[Page text]:
········
The second half of verse 28 says that God does not get tired – “He will not grow tired or weary”. The previous verses have catalogued God’s supremacy as the creator of all things and of course he is also the one who sustains all things, but he never tires. When in Genesis 2:2, it says that after the six days of creation God rested on the seventh day it was most certainly not the case that he needed a break: no, it was because he had finished that part of his work. You see, God never gets weary!
But, of course we do get weary and in the last lines of this chapter of Isaiah we are told how God is the one who “gives strength to the weary”. The promise is that “those who hope in the LORD / will renew their strength”. It is when we look to God as the one in whom we have hope that we position ourselves as those who humbly recognise our need of him are thereby able to receive the strength that he alone can give us. Hope is not so much about our dream that circumstances might change but rather the assurance that God will be with us in every situation and is able to lead us through it to our ultimate goal of eternity spend with him.
········
[Stored data]:
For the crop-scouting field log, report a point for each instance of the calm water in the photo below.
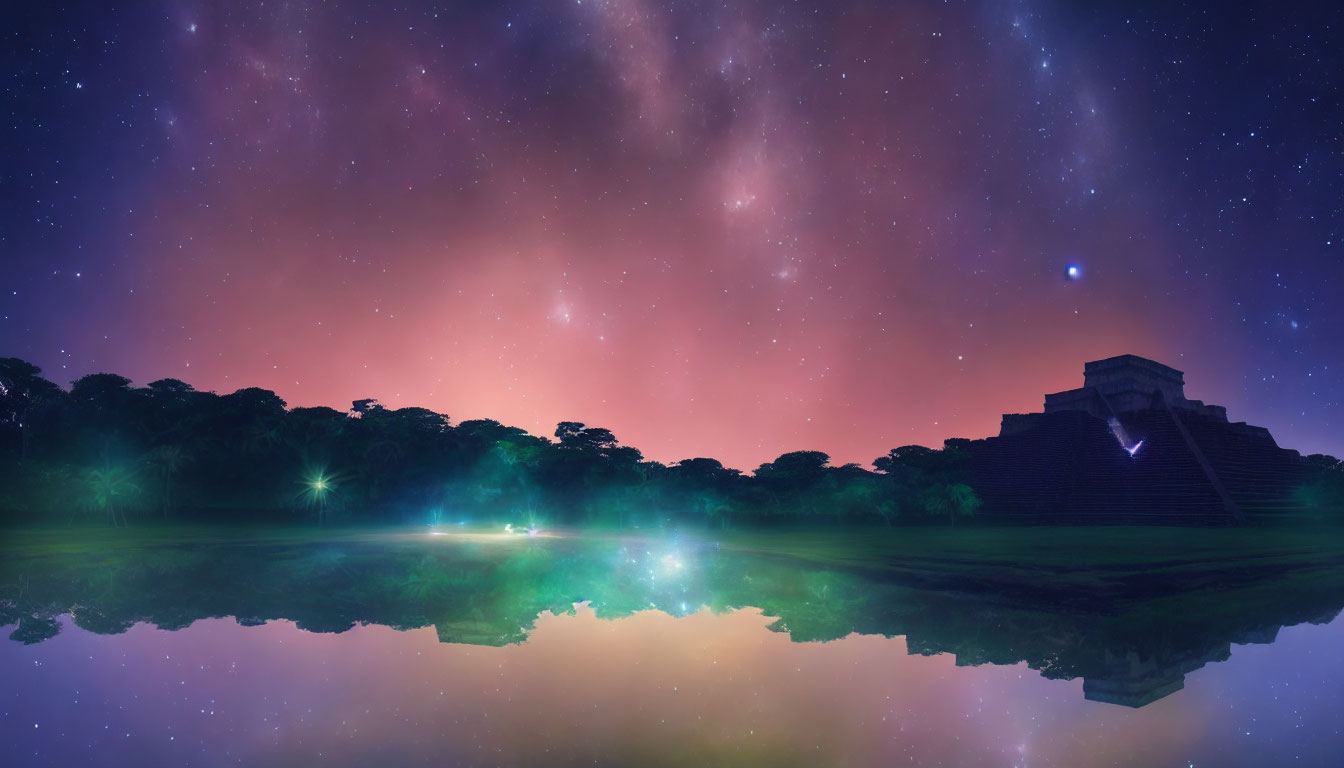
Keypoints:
········
[List of tasks]:
(a) According to the Isaiah reflection, why did God rest on the seventh day in Genesis 2:2? Answer in one to three sentences.
(b) Continue the Isaiah reflection from its final sentence.

[Outputs for the tasks]:
(a) God did not rest because he needed a break, since he never grows tired or weary. He rested because he had finished that part of his work.

(b)
Isaiah uses the image of a soaring eagle to describe the sense of been uplifted that we can know as we rely on God for all our needs. The eagle’s giant wing-span means that it can effortlessly glide on the air thermals rather than having frantically to flap its wings. May we know the life of the Holy Spirit filling us and refreshing us whatever weariness we might otherwise find overwhelming. May we be able to find ways to pause in the midst of our daily demands and draw on God’s sustaining grace! Just to say of course, it is thoroughly biblical to make sure that we do take time off to rest.
Prayer: Take time today to SLOW. Consciously take your time over part of your day and consider the Lord, who he is and all he has done. You may find that as you pause and focus on him in the midst of daily life, he speaks.